## Work to complete
1. From the hybrid working guidance, transcribe word for word the part that opens with the words containing "Similarly, you might" and closes with "conduct them remotely?".
2. Sum up the hybrid working guidance in two sentences.

## Selected passage
++++++++++++++++++++

Check your policies are fit for purpose
If your team will be based partially or fully remote, you may need to adjust your absence policies and procedures. For example, if an employee is too ill to attend the office on a day they would normally be required to come in, will this be treated as sick leave or will you allow them to work from home if well enough to do so? These things need to be made clear so that everyone understands the appropriate steps to take when sick.
Similarly, you might need to amend policies around appraisal, disciplinary or performance management to reflect hybrid working relationships. For example, will you require staff to come into the office for formal meetings or will you conduct them remotely?
Remember confidentiality and data protection
Ensure you have a carefully written confidentiality clause in the employee’s contract or ask them to sign a Deed of Confidentiality. This should make it clear what you define as confidential information and how the employee should ensure they keep such information secure. It should also make it clear that breaches of confidentiality can be considered as gross misconduct, leading to summary dismissal.
Confidentiality goes hand in hand with data protection. You should check whether you need to update your Data Policy and consider doing a data impact assessment for hybrid working. You should also amend your contracts, if necessary, to include the express right to monitor employees’ data, including their emails and Internet usage – and back this up with a clear IT and Telecoms Policy so that the employee understands what can be viewed and accessed.
Use trial periods
If you’re open to individual requests for hybrid working, consider how you will facilitate those requests. Will you utilise your existing flexible working procedure? If so, we recommend that you consider implementing a trial period if you are not sure how successful the arrangement will be.
Remember that if you are following the Flexible Working Procedure, this is a statutory procedure, and employers must notify employees of their final decision within three months of their flexible working request. As such, if you do want to try things out first, you will need to agree with the employee to postpone the final decision until the trial period has ended.

++++++++++++++++++++

(Extracted data entries)
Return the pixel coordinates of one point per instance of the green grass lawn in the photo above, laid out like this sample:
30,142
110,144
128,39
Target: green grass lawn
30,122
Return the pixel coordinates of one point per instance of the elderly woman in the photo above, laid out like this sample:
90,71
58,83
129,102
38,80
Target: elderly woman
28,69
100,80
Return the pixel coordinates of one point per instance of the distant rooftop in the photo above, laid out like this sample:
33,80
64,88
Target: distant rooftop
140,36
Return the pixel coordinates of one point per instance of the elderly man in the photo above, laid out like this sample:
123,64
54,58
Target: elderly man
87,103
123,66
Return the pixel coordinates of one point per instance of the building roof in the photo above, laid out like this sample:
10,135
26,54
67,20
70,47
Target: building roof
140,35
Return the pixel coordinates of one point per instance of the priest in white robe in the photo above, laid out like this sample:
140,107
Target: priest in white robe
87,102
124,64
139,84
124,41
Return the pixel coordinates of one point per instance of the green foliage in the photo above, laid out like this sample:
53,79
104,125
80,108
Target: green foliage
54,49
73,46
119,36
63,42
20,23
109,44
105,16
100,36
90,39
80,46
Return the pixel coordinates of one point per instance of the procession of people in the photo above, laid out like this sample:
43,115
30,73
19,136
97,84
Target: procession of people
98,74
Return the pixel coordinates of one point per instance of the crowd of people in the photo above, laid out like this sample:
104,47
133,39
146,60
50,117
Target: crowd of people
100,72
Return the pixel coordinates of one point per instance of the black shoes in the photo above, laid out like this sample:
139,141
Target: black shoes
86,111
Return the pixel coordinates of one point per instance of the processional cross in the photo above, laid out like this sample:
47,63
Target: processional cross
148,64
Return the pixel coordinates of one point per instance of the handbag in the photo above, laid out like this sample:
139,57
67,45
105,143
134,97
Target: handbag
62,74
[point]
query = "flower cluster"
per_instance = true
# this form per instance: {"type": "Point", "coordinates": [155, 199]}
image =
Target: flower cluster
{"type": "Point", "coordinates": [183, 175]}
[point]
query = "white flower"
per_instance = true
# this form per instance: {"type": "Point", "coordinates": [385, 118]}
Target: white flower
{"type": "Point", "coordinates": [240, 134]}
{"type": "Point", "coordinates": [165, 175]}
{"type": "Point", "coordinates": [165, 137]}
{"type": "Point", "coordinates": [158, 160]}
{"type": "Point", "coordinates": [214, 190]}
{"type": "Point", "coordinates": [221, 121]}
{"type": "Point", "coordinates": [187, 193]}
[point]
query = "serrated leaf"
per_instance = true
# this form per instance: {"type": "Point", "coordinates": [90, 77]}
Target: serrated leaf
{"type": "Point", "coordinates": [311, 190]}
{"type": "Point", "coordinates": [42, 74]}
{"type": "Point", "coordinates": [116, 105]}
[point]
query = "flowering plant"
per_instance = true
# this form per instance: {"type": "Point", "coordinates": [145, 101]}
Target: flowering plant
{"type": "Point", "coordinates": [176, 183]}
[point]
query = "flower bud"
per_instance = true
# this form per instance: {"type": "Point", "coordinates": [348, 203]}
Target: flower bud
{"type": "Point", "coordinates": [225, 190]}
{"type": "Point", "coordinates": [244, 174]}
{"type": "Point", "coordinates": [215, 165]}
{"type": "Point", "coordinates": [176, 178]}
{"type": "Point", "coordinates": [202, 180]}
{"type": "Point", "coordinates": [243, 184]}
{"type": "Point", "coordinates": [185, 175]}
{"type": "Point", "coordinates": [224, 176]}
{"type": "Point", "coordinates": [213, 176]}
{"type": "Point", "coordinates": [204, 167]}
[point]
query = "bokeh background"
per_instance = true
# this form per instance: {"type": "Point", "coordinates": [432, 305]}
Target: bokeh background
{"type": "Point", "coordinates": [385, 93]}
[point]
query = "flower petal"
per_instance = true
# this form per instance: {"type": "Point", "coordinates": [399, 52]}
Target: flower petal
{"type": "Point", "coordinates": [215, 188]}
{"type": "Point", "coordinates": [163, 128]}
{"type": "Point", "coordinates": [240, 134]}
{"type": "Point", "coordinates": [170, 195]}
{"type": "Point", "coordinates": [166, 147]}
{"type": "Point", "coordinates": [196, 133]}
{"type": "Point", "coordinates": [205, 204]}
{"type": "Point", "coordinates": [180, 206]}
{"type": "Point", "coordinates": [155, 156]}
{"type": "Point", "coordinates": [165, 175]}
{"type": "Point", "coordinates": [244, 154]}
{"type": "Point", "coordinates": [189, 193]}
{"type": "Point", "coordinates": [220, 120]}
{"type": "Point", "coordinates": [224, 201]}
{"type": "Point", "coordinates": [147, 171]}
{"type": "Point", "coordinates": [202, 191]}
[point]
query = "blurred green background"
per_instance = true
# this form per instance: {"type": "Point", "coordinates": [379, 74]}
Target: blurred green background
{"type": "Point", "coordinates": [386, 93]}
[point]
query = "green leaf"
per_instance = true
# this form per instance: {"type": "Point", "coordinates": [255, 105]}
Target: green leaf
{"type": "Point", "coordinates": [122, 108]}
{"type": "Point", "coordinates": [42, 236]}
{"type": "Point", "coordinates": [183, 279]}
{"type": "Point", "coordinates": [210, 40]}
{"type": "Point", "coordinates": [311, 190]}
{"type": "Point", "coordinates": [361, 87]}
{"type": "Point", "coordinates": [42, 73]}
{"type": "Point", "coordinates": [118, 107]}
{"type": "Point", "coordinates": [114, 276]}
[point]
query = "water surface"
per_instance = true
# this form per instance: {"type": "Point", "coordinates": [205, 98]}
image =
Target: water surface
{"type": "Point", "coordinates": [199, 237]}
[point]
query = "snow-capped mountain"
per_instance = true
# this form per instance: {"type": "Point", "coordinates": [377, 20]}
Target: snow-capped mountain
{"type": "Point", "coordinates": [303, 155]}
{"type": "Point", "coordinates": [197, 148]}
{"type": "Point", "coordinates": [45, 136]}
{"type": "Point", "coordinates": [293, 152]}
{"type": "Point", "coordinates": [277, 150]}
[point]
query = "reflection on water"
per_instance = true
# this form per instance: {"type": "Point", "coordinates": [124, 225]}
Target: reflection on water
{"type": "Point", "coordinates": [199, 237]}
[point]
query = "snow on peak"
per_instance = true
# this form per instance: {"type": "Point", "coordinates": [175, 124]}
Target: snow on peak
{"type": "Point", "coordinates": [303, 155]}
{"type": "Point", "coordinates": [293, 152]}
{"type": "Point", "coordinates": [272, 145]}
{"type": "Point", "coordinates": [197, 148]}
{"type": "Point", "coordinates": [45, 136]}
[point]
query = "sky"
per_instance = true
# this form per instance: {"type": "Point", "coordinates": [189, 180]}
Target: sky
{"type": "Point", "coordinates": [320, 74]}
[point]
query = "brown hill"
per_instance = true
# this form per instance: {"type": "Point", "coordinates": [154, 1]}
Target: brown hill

++++++++++++++++++++

## Results of the exercise
1.
Similarly, you might need to amend policies around appraisal, disciplinary or performance management to reflect hybrid working relationships. For example, will you require staff to come into the office for formal meetings or will you conduct them remotely?

2. Employers with partly or fully remote teams may need to adjust their absence, appraisal, disciplinary and performance management policies, and they should also use a confidentiality clause or Deed of Confidentiality, check their Data Policy and consider a data impact assessment for hybrid working. For individual hybrid working requests, a trial period is recommended if success is uncertain, but under the statutory Flexible Working Procedure the final decision is due within three months unless the employee agrees to postpone it until the trial ends.